▶ [Provided passage]:
(begin)

This is remedied by passing the parsed struct through toArray and targeting the army.unit property

toArray(obj, "army.unit");
const expected = {
  army: [
    {
      name: "1st army",
      unit: [{ name: "1st unit", }, ],
    },
    {
      name: "2nd army",
      unit: [
        { name: "2nd unit", },
        { name: "3rd unit", },
      ],
    },
  ],
};

Write API

The write API is low level in order to clear out any ambiguities that may arise from a higher level API.

const jomini = await Jomini.initialize();
const out = jomini.write((writer) => {
  writer.write_unquoted("data");
  writer.write_object_start();
  writer.write_unquoted("settings");
  writer.write_array_start();
  writer.write_integer(0);
  writer.write_integer(1);
  writer.write_end();
  writer.write_unquoted("name");
  writer.write_quoted("world");
  writer.write_end();
  writer.write_unquoted("color");
  writer.write_header("rgb");
  writer.write_array_start();
  writer.write_integer(100);
  writer.write_integer(150);
  writer.write_integer(74);
  writer.write_end();
  writer.write_unquoted("start");
  writer.write_date(new Date(Date.UTC(1444, 10, 11)));
});

The return value will be a byte array that contains the following:

data={
  settings={
    0 1
  }
  name="world"
}
color=rgb {
  100 150 74
}
start=1444.11.11

Slim Module

By default, the jomini entrypoint includes Wasm that is base64 inlined. This is the default as most developers will probably not need to care. However some developers will care: those running the library in environments where Wasm is executable but not compilable or those who are ambitious about reducing compute and bandwidth costs for their users.

To cater to these use cases, there is a jomini/slim package that operates the exactly the same except now it is expected for developers to prime initialization through some other means:

import { Jomini } from "jomini/slim";
import wasm from "jomini/jomini.wasm";

const data = `player="FRA"`;
const parser = await Jomini.initialize({ wasm });
const out = parser.parseText(data);

Deno

Deno is currently supported through their npm specifier. Jomini requires --allow-read permissions.

import { Jomini } from "npm:jomini@0.8.0";

const data = await Deno.readAll(Deno.stdin);
const parser = await Jomini.initialize();
const out = parser.parseText(
  data,
  { encoding: "windows1252" },
  (query) => query.json(),
);

console.log(out);

(end)

From the jomini library documentation above, extract the passage from "By default, the" up to and including "for their users.", copying it word for word.

▶ [Record extracts]:
(begin)

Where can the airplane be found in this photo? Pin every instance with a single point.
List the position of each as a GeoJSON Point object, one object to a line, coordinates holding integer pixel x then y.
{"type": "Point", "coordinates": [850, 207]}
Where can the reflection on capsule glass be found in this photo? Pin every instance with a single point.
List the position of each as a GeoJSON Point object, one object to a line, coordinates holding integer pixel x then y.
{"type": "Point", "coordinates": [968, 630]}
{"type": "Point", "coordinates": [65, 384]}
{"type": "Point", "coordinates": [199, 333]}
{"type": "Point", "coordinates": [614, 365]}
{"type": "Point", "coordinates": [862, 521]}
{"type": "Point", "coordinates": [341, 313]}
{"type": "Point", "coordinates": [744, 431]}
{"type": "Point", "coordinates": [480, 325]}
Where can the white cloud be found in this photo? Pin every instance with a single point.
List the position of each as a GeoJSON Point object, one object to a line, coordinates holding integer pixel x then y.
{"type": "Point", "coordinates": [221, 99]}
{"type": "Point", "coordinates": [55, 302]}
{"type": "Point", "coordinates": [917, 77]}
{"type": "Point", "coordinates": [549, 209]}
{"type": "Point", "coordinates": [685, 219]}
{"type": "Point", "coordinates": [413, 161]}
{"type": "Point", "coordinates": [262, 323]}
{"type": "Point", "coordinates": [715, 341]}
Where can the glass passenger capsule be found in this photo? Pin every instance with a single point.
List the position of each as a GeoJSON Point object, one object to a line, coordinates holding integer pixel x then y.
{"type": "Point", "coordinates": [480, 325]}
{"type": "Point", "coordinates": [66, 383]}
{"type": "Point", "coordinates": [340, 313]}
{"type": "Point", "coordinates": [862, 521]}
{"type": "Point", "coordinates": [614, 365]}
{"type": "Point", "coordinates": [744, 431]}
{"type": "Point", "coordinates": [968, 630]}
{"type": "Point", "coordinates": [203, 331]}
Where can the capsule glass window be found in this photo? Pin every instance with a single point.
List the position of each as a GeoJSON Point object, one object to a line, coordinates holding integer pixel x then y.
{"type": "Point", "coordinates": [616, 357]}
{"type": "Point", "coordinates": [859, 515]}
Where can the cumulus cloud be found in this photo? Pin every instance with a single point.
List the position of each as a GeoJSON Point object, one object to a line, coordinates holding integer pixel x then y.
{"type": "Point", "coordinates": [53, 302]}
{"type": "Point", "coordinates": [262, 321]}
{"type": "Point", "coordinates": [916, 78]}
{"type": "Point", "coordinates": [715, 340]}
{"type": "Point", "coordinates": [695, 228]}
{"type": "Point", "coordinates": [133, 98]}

(end)

▶ [Task response]:
By default, the jomini entrypoint includes Wasm that is base64 inlined. This is the default as most developers will probably not need to care. However some developers will care: those running the library in environments where Wasm is executable but not compilable or those who are ambitious about reducing compute and bandwidth costs for their users.